◆ ABOUT THIS TASK ◆
Copy exactly the line that contains "Query: tree canopy" plus all remaining lines of the data, and leave out every line before it.

◆ EXCERPTED DATA ◆
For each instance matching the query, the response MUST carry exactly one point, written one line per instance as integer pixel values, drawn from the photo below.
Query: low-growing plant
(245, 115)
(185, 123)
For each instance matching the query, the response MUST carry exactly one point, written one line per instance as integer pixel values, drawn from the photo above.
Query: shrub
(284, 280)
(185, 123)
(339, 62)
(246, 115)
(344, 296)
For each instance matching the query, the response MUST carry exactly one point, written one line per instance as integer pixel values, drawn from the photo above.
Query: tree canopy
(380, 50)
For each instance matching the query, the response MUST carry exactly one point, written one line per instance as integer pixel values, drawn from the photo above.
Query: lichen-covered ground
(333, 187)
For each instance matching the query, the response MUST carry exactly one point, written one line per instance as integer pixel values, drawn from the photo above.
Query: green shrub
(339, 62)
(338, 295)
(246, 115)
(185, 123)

◆ ANSWER BELOW ◆
Query: tree canopy
(380, 50)
For each instance matching the query, the response MUST carry exactly one point, written one line per instance as integer pixel values, drawn from the photo above.
Query: lichen-covered ground
(333, 187)
For each instance matching the query, the response MUST carry exactly one point, written one line per instance as integer pixel values, drawn from the photo above.
Query: green shrub
(339, 62)
(338, 295)
(246, 115)
(185, 123)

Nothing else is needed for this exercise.